ACTION ITEM >>
Repeat every entry exactly. Do not include the pictures.

[Opening DATA SECTION section]

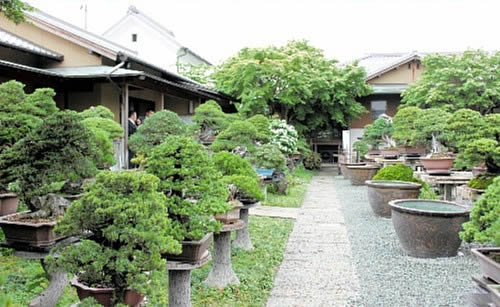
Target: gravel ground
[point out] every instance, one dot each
(387, 276)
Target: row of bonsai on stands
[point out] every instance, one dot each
(129, 222)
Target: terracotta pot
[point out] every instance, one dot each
(428, 228)
(381, 192)
(489, 268)
(104, 296)
(8, 203)
(359, 174)
(343, 168)
(232, 215)
(192, 251)
(438, 165)
(25, 234)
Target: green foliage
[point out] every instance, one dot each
(128, 219)
(484, 224)
(57, 150)
(195, 190)
(155, 131)
(268, 156)
(297, 82)
(469, 80)
(312, 161)
(238, 134)
(261, 123)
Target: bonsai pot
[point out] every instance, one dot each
(232, 215)
(28, 234)
(192, 251)
(359, 174)
(345, 171)
(104, 296)
(8, 203)
(489, 262)
(436, 166)
(381, 192)
(428, 228)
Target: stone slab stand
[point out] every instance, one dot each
(222, 273)
(242, 239)
(179, 280)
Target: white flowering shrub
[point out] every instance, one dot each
(284, 136)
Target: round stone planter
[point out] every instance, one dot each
(345, 171)
(359, 174)
(381, 192)
(428, 228)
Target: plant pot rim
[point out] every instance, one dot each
(393, 184)
(3, 220)
(394, 205)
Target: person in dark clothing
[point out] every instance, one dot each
(132, 127)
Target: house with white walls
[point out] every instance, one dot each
(151, 40)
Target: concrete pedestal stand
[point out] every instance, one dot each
(242, 239)
(179, 280)
(222, 273)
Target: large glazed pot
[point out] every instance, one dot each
(381, 192)
(343, 168)
(192, 251)
(428, 228)
(438, 165)
(8, 203)
(489, 261)
(359, 174)
(104, 296)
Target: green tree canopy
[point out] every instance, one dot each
(297, 82)
(470, 80)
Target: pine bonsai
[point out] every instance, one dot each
(193, 186)
(127, 219)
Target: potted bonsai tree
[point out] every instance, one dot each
(123, 223)
(53, 160)
(19, 114)
(484, 227)
(195, 192)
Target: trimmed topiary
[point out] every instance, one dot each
(484, 224)
(128, 218)
(193, 186)
(155, 131)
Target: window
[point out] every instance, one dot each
(378, 107)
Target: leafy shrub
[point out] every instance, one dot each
(194, 187)
(284, 136)
(58, 150)
(484, 224)
(238, 134)
(261, 123)
(155, 131)
(402, 172)
(128, 219)
(268, 156)
(312, 161)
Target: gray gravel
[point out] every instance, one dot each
(387, 276)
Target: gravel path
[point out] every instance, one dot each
(387, 276)
(317, 267)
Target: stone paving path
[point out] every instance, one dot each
(317, 269)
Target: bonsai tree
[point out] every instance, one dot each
(155, 131)
(484, 224)
(100, 120)
(193, 186)
(56, 153)
(127, 217)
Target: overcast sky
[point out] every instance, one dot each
(345, 30)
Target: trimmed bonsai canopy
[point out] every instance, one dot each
(428, 228)
(127, 218)
(194, 188)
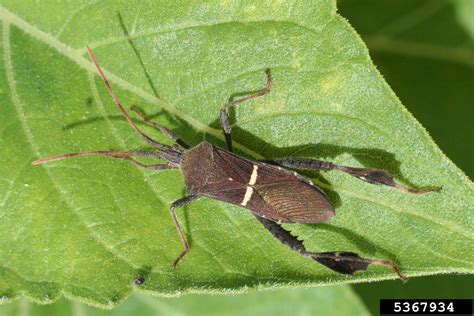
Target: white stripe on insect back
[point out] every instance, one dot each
(249, 191)
(253, 177)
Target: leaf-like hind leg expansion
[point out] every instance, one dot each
(224, 116)
(374, 176)
(179, 203)
(342, 262)
(162, 129)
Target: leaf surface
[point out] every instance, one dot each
(87, 227)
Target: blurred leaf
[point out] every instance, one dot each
(335, 300)
(88, 227)
(426, 54)
(435, 88)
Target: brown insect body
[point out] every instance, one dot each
(268, 191)
(273, 194)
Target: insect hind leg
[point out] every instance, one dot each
(224, 115)
(373, 176)
(179, 203)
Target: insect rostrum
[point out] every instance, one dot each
(271, 192)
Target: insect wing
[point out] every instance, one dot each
(296, 202)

[Closing DATA SECTION section]

RESPONSE TO THIS TASK >>
Target: gravel ground
[point out] every instance, one dot each
(387, 276)
Target: row of bonsai on stands
[point out] every instance, one dot each
(129, 222)
Target: terracotta pot
[point out] every instance, one dot each
(428, 228)
(381, 192)
(489, 268)
(104, 296)
(8, 203)
(359, 174)
(343, 168)
(232, 215)
(192, 251)
(438, 165)
(25, 234)
Target: green foliage
[point out] every instance, one dot each
(128, 219)
(484, 224)
(57, 150)
(195, 190)
(155, 131)
(268, 156)
(297, 82)
(469, 80)
(312, 161)
(238, 134)
(261, 123)
Target: bonsai pot
[point out] every instance, one dot each
(232, 215)
(28, 234)
(192, 251)
(359, 174)
(345, 171)
(104, 296)
(8, 203)
(489, 262)
(436, 166)
(381, 192)
(428, 228)
Target: stone slab stand
[point out] every instance, one dot each
(222, 273)
(242, 239)
(179, 280)
Target: white flowering shrub
[point out] every instance, one dot each
(284, 136)
Target: round stone planter
[point out] every instance, one dot each
(345, 171)
(359, 174)
(381, 192)
(428, 228)
Target: plant pot rim
[point out] every instance, one dot each
(393, 184)
(3, 220)
(394, 205)
Target: person in dark clothing
[point out] every instance, one dot each
(132, 127)
Target: house with white walls
[point out] every instance, one dot each
(151, 40)
Target: concrete pedestal stand
[point out] every instance, one dot each
(242, 239)
(179, 280)
(222, 273)
Target: large glazed pot
[point out] every instance, one dot each
(381, 192)
(343, 168)
(192, 251)
(428, 228)
(438, 165)
(8, 203)
(489, 261)
(359, 174)
(104, 296)
Target: green tree canopy
[point out] every instance, one dot each
(297, 82)
(470, 80)
Target: pine bonsai
[point out] every instance, one dot each
(193, 186)
(127, 219)
Target: potted bonsai tree
[point out] every instance, one dot each
(123, 223)
(53, 160)
(19, 114)
(484, 227)
(195, 192)
Target: trimmed topiary
[point out] every instance, one dot each
(484, 224)
(128, 218)
(193, 186)
(155, 131)
Target: window
[point out] every instance, one dot each
(378, 107)
Target: leafy shrub
[point out] every instance, one dot each
(194, 187)
(284, 136)
(58, 150)
(484, 224)
(238, 134)
(261, 123)
(155, 131)
(402, 172)
(128, 219)
(268, 156)
(312, 161)
Target: gray gravel
[point out] every instance, one dot each
(387, 276)
Target: gravel path
[point out] every instance, one dot each
(387, 276)
(317, 267)
Target: stone paving path
[point out] every instance, one dot each
(317, 269)
Target: bonsai tree
[point out] every instance, one dot each
(155, 131)
(484, 224)
(100, 120)
(193, 186)
(56, 153)
(127, 217)
Target: overcast sky
[point out] every instance, one dot each
(345, 30)
Target: trimmed bonsai canopy
[point out] every instance, one dot each
(428, 228)
(127, 218)
(194, 188)
Target: white stripe on insect back
[point out] every instance, one dot each
(249, 191)
(253, 177)
Target: leaf-like hind leg expansion
[point out] every instance, one dot each
(224, 116)
(374, 176)
(179, 203)
(342, 262)
(162, 129)
Target: leaf surface
[point out] every instance, one dot each
(87, 227)
Target: blurred leaf
[point out] every instance, one dot each
(335, 300)
(88, 227)
(426, 54)
(435, 88)
Target: brown insect body
[point out] every instance, one dot each
(268, 191)
(273, 194)
Target: insect hind leg
[point out] every instance, one dot each
(224, 115)
(373, 176)
(179, 203)
Target: insect rostrum
[point out] every instance, one dot each
(271, 192)
Target: insect wing
[point out] every instance, one dot each
(296, 202)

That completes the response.